[Start of Rows]
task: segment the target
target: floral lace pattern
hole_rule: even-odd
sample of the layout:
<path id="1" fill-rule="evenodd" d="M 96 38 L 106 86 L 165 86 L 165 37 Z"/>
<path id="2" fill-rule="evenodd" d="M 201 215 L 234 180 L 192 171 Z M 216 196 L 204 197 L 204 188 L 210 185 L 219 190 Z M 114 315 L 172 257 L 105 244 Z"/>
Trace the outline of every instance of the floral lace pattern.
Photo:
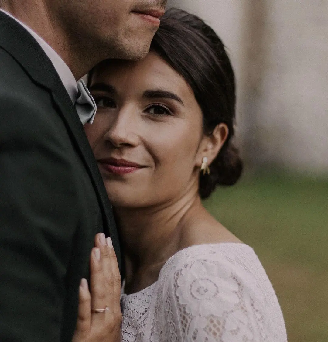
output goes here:
<path id="1" fill-rule="evenodd" d="M 286 342 L 277 297 L 252 249 L 193 246 L 163 266 L 158 280 L 123 294 L 122 341 Z"/>

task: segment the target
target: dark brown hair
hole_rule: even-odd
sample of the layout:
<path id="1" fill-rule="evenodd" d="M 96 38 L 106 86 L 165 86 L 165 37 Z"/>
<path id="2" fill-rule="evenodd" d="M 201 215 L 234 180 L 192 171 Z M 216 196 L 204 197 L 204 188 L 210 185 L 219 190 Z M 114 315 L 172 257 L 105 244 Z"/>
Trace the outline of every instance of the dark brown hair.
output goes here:
<path id="1" fill-rule="evenodd" d="M 191 87 L 203 113 L 204 129 L 210 134 L 224 123 L 227 138 L 210 166 L 200 173 L 199 193 L 208 197 L 218 185 L 231 185 L 240 177 L 242 163 L 231 139 L 234 135 L 236 94 L 234 71 L 221 39 L 198 17 L 171 8 L 161 19 L 150 46 Z"/>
[End of Rows]
Problem description -> Extract from the listing every line that contains the word "floral".

Task output ->
target: floral lace pattern
Trace the outline of every instance of the floral lace pattern.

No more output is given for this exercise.